### Exercise task
Please copy the Born-Oppenheimer text word for word, between "This makes the" and "gas phase reactions.", inclusive.

This is an approach which considerably simplifies chemical calculations
by splitting them in two. A heated debate is currently raging on the applicability
of the Born-Oppenheimer approach to reactions of molecules with a metal
surface - a class of reactions which is very important in this application.
’Hot results’
The researchers published their findings last Thursday
on the site of Science Express. This site publishes on the web a number
of what they call hot results, sometimes weeks before they appear in the
journal Science. The Born-Oppenheimer approach can be used, according
to the researchers in their article, because a hydrogen molecule which
is fired at a platinum surface, first splits into two atoms or is scattered
at the surface before any strong interaction with the platinum takes place.
Complicated
Chemical reactions are generally so complicated that
it is difficult to make predictions using quantum mechanical calculations,
the specialism of theoretical chemistry. The Born-Oppenheimer approach
is a useful tool for making these chemical calculations.
Born and Oppenheimer in 1927 postulated the idea that
you can split a chemical calculation in two. First you solve the movement
of the electrons and then the movement of the atomic nuclei which are
so much heavier and slower than electrons that you can imagine they are
standing still in comparison.
This makes the calculation much easier, and the Born-Oppenheimer
approach is then also a welcome tool for predicting the progress of chemical
reactions of complex systems. It works particularly well in calculating
the behaviour of many gas phase reactions.
Out of step
The Born-Oppenheimer approach can only be applied if
the reaction processes are adiabatic, which means that the electrons follow
the movements of the nuclei and do not get out of step. And a lot of reactions
of molecules with a metal surface are not adiabatic.
It has been shown for a number of molecules investigated
to date which have been fired at a metal surface, that they already form
a strong bond with the surface before they dissociate or are scattered.
The consequence is that the molecules affect the metal surface, by forming
so-called electron-hole pairs. This process is non-adiabatic; the electrons
no longer follow the movement of the nuclei, and the Born-Oppernheimer
approach cannot therefore be used.

### Provided material
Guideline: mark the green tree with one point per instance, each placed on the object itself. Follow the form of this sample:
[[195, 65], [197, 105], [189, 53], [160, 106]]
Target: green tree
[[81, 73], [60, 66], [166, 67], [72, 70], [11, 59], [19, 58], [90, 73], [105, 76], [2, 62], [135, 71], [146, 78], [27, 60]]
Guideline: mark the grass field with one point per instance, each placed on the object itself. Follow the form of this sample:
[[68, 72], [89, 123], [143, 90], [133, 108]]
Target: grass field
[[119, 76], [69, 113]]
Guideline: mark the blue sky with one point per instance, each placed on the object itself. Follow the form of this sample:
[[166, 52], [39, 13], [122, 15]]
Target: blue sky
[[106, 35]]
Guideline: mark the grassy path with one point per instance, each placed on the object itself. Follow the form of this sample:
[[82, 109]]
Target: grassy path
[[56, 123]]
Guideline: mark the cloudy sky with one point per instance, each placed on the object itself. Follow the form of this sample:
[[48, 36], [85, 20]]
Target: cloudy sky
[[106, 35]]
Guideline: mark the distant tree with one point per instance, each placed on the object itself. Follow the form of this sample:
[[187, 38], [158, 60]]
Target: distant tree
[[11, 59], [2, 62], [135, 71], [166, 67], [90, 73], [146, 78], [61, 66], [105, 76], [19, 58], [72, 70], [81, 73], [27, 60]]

### Response for this exercise
This makes the calculation much easier, and the Born-Oppenheimer
approach is then also a welcome tool for predicting the progress of chemical
reactions of complex systems. It works particularly well in calculating
the behaviour of many gas phase reactions.